WHAT TO DO: Retype the whole listing below exactly, keeping every picture out of it.

SUPPLIED ENTRIES:
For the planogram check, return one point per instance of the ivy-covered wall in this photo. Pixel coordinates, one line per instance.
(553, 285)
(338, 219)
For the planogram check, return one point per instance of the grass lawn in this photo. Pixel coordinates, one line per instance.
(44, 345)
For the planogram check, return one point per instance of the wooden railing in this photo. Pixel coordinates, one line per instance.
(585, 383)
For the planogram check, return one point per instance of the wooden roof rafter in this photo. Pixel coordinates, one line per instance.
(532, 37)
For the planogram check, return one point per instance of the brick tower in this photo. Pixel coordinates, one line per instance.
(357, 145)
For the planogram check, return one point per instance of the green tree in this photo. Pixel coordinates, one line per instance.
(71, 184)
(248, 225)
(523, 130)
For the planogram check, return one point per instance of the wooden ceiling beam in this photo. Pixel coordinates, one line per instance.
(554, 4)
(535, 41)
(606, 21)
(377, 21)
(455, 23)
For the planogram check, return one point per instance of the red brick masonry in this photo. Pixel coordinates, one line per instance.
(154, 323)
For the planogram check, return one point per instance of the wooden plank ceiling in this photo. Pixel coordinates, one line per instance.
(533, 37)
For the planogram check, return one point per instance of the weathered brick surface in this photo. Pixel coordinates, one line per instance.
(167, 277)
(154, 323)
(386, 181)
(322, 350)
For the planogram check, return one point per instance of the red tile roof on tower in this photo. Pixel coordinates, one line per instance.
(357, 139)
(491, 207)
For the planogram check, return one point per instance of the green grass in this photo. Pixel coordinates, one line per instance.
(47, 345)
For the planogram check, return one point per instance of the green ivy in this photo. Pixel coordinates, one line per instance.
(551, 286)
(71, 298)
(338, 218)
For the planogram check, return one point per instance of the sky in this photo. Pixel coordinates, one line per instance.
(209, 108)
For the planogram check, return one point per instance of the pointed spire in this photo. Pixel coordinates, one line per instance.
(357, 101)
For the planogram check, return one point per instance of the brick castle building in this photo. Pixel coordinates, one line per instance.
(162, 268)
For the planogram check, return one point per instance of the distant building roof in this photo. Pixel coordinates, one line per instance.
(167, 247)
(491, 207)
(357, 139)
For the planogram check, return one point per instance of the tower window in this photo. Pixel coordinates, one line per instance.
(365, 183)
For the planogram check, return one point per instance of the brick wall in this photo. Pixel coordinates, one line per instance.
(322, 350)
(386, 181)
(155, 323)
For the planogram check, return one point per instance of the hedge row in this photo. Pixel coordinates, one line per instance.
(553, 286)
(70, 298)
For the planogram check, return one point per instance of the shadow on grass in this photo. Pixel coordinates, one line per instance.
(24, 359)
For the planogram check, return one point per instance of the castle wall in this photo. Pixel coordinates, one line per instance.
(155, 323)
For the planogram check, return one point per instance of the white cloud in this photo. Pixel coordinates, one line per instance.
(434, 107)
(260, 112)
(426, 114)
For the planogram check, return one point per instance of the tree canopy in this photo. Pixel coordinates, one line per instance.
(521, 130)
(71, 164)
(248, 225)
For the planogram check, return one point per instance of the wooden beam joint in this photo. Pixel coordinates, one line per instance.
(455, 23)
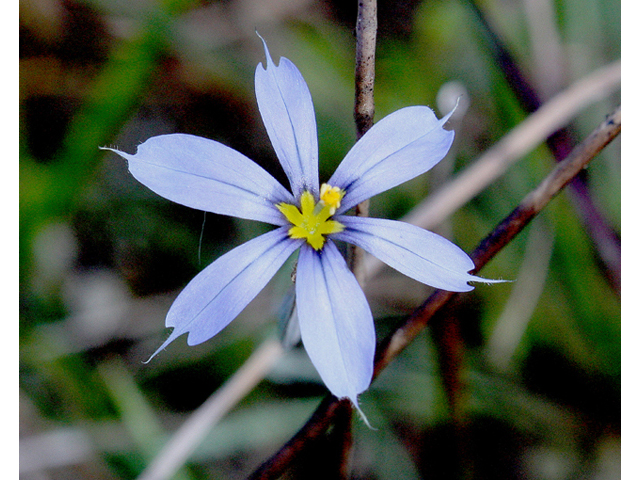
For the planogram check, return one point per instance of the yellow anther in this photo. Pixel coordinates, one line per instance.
(311, 222)
(331, 196)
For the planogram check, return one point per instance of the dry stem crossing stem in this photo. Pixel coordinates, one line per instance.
(397, 341)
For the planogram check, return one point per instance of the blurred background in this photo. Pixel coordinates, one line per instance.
(518, 380)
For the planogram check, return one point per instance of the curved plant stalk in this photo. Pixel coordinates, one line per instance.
(401, 337)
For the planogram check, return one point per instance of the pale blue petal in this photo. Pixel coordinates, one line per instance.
(207, 175)
(287, 112)
(413, 251)
(222, 290)
(398, 148)
(336, 324)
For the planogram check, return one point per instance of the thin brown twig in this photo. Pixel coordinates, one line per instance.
(398, 340)
(364, 104)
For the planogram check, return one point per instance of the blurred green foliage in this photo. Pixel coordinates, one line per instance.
(101, 257)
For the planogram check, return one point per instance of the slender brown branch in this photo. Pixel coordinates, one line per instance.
(513, 224)
(319, 422)
(366, 30)
(364, 105)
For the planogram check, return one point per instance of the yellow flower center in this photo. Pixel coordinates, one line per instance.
(311, 222)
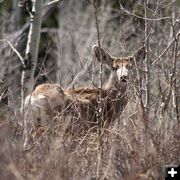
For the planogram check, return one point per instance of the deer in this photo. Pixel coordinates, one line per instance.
(82, 105)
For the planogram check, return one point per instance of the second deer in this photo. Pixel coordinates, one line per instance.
(82, 105)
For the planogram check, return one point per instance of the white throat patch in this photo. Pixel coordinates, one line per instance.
(123, 71)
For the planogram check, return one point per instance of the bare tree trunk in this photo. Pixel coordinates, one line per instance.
(30, 61)
(32, 49)
(14, 67)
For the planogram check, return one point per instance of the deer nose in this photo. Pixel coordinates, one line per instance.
(124, 78)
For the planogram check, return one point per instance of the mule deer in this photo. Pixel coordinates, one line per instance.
(82, 104)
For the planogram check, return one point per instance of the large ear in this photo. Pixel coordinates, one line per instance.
(101, 53)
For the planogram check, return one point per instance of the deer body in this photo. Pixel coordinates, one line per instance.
(82, 104)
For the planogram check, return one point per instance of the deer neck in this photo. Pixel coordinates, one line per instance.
(115, 85)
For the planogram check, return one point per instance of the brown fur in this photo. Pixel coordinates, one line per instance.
(82, 104)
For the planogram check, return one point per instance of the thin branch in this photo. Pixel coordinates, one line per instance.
(140, 17)
(14, 50)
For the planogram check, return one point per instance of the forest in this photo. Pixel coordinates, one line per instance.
(89, 89)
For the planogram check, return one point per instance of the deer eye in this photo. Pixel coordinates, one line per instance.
(115, 68)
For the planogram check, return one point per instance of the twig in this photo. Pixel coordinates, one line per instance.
(14, 50)
(140, 17)
(100, 78)
(169, 45)
(99, 44)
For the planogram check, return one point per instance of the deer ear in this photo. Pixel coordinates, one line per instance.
(139, 54)
(101, 53)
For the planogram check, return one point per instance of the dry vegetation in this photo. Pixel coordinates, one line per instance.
(147, 134)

EXERCISE SOLUTION:
For the planogram check, return one point per instance of the ivy-covered wall in this photo. Pixel coordinates, one line per instance.
(553, 285)
(338, 219)
For the planogram check, return one point per instance of the grass lawn in this photo. Pixel coordinates, one line per instance.
(44, 345)
For the planogram check, return one point per instance of the wooden railing in this photo. Pixel coordinates, one line per instance.
(585, 383)
For the planogram check, return one point per instance of the wooden roof rafter in this photo. Pixel coordinates, one line per instance.
(532, 37)
For the planogram check, return one point per instance of the brick tower in this photo. Pixel coordinates, one line per instance.
(357, 145)
For the planogram check, return one point per instance of the green tree in this photo. Pixel coordinates, one line per instance.
(71, 184)
(248, 225)
(523, 130)
For the planogram check, return one point per instance of the wooden ceiling beam in this photo. Pixel coordinates, one line per instance.
(554, 4)
(535, 41)
(606, 21)
(377, 21)
(455, 23)
For the planogram check, return one point per instance of the red brick masonry in this photo. Pixel coordinates, one line per instance.
(154, 323)
For the planogram check, return one point per instance of the wooden plank ceiling in this photo. Pixel coordinates, one line per instance.
(533, 37)
For the planogram check, return one point per instance of the weathered brick surface in this photo. Pixel coordinates, one line per instance.
(167, 277)
(154, 323)
(386, 181)
(322, 350)
For the planogram check, return one point per instance of the red tile roof on tower in this photo. Pixel coordinates, one line per instance.
(357, 139)
(491, 207)
For the planogram check, return one point per instance of the green grass in this photo. Pixel coordinates, one line per instance.
(47, 345)
For the planogram check, return one point per instance of the green ivy in this photo. Pixel coordinates, one line per instance.
(551, 286)
(71, 298)
(338, 218)
For the planogram check, return one point per instance of the sky in this photo. Pixel coordinates, one line per instance.
(209, 108)
For the planogram check, return one point per instance of the pointed spire in this photo. Pixel coordinates, one line per instance.
(357, 101)
For the planogram check, return one point per instance of the brick castle building in this photo. Pixel coordinates, one line per instance.
(162, 268)
For the planogram check, return one point per instance of the distant building roof in this photo. Pixel coordinates, one line per instance.
(167, 247)
(491, 207)
(357, 139)
For the planogram check, return one point per instance of the tower window in this photo. Pixel coordinates, one line per instance.
(365, 183)
For the planogram check, return one point per instance of the brick wall in this photo. Pixel coordinates, one line per instance.
(322, 350)
(386, 181)
(155, 323)
For the planogram check, return one point per instance of the hedge row in this photo. Pixel coordinates, one line per instance.
(553, 286)
(70, 298)
For the planogram check, return one point per instance of the shadow on grass in this photo. Pixel coordinates, one line per instance.
(24, 359)
For the planogram check, return one point per instance of the castle wall in this photo. Pixel coordinates, one line per instance.
(155, 323)
For the planogram check, return one point per instance of the white cloud in this photo. Pixel coordinates, one line per instance.
(434, 107)
(260, 112)
(426, 114)
For the planogram check, return one point per instance of the tree canopy in this photo. Pixel coordinates, one line per instance.
(521, 130)
(71, 164)
(248, 225)
For the planogram check, return one point per instance of the wooden beam joint in this photo. Pixel coordinates, one line per instance.
(455, 23)
For the planogram check, return one point per instance of the yellow anther in this photo. Pixel coordinates, one line per instance.
(311, 222)
(331, 196)
For the planogram check, return one point per instance of the dry stem crossing stem in this photo. Pixel coordinates, one line per instance.
(397, 341)
For the planogram check, return one point per instance of the blurred background in this photo. Pixel coordinates, one line per instance.
(518, 380)
For the planogram check, return one point per instance of the curved plant stalk in this photo. Pixel coordinates, one line per instance.
(401, 337)
For the planogram check, return one point per instance of the pale blue petal in this photo. Pixel coordinates, one line per instance.
(207, 175)
(287, 112)
(413, 251)
(222, 290)
(398, 148)
(336, 324)
For the planogram check, return one point per instance of the thin brown twig in this photo. Pixel coordinates, one line per instance.
(398, 340)
(364, 104)
For the planogram check, return one point per instance of the blurred green foliage in this photo. Pixel coordinates, one line per instance.
(101, 257)
For the planogram check, return one point per instance of the slender brown branch in this photo. Pixel coordinates, one line per instance.
(513, 224)
(319, 422)
(366, 30)
(364, 105)
For the planogram check, return one point per instance of the yellow flower center in this photo. Pixel coordinates, one line per instance.
(311, 222)
For the planogram check, return one point per instance of the deer in this photo. Pixel coordinates, one line per instance.
(82, 105)
For the planogram check, return one point per instance of the second deer in this photo. Pixel coordinates, one line per instance.
(82, 105)
For the planogram check, return one point per instance of the white throat patch in this photo. Pixel coordinates, one line per instance.
(123, 71)
For the planogram check, return one point per instance of the bare tree trunk in this photo. Pixel coordinates, one line per instance.
(30, 61)
(32, 49)
(14, 67)
For the planogram check, return one point per instance of the deer nose in this photo. Pixel coordinates, one line per instance.
(124, 78)
For the planogram check, return one point per instance of the mule deer in this photo. Pixel coordinates, one line per instance.
(82, 104)
For the planogram check, return one point per instance of the large ear in this photo. Pixel coordinates, one line per instance.
(101, 53)
For the planogram check, return one point per instance of the deer body in this photo. Pixel coordinates, one line per instance.
(82, 104)
For the planogram check, return one point per instance of the deer neck in this photo. Pixel coordinates, one line per instance.
(115, 85)
For the planogram check, return one point per instance of the brown fur in this photo. Pixel coordinates, one line per instance.
(82, 104)
For the planogram check, return one point per instance of the thin branch in this photo. Pixel coordinates, one line per instance.
(140, 17)
(14, 50)
For the planogram check, return one point per instance of the forest in this photo. Pixel coordinates, one line per instance.
(89, 89)
For the planogram check, return one point per instance of the deer eye in this photo. Pixel coordinates, one line per instance.
(115, 68)
For the planogram check, return one point per instance of the twig in this photo. Pixel coordinates, one line per instance.
(14, 50)
(140, 17)
(100, 78)
(169, 45)
(99, 44)
For the planogram check, return one point per instance of the deer ear in this photo. Pixel coordinates, one line per instance.
(139, 54)
(101, 53)
For the planogram check, return one point per instance of the dry vegetation in this photo. Pixel coordinates, one line per instance.
(147, 134)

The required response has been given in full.